HOW TO COMPLETE THIS TASK
Below is a listing. Quote from it, exactly, the lines from the one containing "the dresser drawer" down to the one containing "Automation agent log: The next step is to locate the reflection", both ends included, and nothing else.

*** Opening MATERIAL SUPPLIED ***

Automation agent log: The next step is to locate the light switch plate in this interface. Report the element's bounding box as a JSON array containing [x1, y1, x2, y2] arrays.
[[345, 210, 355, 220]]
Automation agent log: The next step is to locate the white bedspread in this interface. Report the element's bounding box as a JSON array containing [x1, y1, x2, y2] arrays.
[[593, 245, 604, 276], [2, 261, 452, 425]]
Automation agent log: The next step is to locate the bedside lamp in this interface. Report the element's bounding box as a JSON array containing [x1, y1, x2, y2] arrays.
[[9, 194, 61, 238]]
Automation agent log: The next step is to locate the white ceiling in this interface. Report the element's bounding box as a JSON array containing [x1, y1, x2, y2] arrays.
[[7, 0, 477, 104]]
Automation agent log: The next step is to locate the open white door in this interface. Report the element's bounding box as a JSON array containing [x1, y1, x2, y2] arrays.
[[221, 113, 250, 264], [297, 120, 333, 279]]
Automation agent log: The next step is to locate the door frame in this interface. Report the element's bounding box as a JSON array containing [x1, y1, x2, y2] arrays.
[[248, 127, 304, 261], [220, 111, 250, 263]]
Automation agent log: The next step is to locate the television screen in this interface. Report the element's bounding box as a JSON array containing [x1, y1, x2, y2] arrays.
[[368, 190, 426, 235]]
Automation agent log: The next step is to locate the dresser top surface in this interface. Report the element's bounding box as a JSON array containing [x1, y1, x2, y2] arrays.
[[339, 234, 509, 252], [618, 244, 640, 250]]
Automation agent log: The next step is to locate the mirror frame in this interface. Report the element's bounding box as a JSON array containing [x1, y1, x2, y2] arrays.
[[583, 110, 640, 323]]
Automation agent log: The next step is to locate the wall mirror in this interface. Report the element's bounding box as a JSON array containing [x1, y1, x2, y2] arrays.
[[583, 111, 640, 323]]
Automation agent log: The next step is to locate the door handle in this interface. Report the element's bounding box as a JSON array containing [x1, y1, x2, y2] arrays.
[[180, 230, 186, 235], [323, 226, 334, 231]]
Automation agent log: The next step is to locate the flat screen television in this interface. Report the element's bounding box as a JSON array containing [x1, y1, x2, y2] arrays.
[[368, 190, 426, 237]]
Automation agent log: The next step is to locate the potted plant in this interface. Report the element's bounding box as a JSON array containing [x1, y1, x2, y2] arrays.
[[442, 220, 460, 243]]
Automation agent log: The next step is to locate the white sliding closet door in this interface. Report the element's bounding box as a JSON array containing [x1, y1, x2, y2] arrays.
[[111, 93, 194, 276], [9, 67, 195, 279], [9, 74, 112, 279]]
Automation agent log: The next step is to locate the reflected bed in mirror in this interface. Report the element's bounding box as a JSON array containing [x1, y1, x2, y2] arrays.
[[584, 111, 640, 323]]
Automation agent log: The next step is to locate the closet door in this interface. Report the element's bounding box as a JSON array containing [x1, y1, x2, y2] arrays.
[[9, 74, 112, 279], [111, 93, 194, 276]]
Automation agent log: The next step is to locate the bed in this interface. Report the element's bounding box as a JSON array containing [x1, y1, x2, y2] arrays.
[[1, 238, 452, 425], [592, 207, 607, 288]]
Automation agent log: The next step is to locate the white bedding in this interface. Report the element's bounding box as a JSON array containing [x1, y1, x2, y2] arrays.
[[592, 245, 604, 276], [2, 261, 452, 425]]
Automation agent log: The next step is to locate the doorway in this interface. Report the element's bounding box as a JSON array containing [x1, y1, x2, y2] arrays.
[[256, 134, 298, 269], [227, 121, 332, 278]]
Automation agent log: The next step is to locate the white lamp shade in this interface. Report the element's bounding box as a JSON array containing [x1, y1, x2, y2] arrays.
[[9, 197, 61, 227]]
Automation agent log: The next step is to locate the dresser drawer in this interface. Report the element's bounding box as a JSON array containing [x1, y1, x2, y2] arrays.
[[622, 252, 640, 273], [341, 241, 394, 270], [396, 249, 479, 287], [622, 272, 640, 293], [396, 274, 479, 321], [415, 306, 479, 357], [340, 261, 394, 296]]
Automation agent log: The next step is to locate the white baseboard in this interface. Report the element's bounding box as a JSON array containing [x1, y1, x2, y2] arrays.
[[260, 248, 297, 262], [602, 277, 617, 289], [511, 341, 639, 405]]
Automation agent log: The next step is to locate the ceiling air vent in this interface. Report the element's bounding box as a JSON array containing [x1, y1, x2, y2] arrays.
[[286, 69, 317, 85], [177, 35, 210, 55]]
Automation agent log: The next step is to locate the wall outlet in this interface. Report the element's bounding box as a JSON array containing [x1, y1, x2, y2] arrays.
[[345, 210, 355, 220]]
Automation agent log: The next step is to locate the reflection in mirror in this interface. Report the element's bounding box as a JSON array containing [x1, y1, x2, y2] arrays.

*** Closing MATERIAL SUPPLIED ***
*** Opening MATERIAL SUPPLIED ***

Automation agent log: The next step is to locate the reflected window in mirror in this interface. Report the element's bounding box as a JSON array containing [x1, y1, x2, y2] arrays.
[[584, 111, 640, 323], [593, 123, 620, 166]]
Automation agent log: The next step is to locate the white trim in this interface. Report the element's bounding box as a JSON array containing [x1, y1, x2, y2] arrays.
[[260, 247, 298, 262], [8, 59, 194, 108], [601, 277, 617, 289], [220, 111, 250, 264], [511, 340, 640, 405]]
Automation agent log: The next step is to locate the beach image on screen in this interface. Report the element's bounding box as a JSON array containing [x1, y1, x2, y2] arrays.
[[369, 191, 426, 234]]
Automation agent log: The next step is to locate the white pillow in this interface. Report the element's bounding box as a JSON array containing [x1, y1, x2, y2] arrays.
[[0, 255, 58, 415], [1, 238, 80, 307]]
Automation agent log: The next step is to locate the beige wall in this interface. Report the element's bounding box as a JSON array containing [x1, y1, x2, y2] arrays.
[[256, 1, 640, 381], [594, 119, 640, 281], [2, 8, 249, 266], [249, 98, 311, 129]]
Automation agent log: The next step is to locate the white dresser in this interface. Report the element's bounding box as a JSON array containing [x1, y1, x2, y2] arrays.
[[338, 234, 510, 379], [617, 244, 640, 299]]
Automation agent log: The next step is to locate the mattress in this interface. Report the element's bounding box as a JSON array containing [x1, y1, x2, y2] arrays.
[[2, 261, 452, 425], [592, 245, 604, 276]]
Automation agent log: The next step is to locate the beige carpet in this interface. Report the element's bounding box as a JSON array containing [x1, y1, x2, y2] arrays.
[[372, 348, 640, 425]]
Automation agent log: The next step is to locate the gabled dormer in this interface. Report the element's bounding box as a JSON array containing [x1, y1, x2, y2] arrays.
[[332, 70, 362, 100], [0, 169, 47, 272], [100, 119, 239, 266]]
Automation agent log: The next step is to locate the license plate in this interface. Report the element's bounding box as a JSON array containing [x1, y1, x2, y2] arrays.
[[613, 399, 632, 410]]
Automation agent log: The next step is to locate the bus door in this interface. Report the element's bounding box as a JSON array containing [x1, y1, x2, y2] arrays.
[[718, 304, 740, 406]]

*** Closing MATERIAL SUPPLIED ***

REPLY
Automation agent log: The next step is to locate the dresser drawer in this interface. Report the element's bounding box as a JSON array containing [x1, y1, x2, y2] arrays.
[[622, 252, 640, 273], [341, 241, 394, 270], [396, 249, 479, 287], [622, 272, 640, 293], [396, 274, 479, 321], [415, 306, 479, 357], [340, 261, 394, 296]]
Automation agent log: The next step is to locate the white baseboard in this interface. Report the element's bounding box as a JSON array containing [x1, y1, x2, y2] arrays.
[[260, 248, 297, 262], [602, 277, 617, 289], [511, 341, 639, 405]]
Automation agent log: The next step is to locate the ceiling air vent in this interface. Report the element's bounding box as a JSON array containing [x1, y1, x2, y2] arrays.
[[286, 69, 317, 85], [177, 35, 210, 55]]
Automation agent log: The next step is to locate the wall outlet in this interface. Report the element's bounding box as a JSON array containing [x1, y1, x2, y2] arrays.
[[345, 210, 355, 220]]
Automation agent log: The next step is to locate the reflection in mirror in this interface. Report the element's bounding box as a JSON array containing [x1, y1, x2, y2] arrays.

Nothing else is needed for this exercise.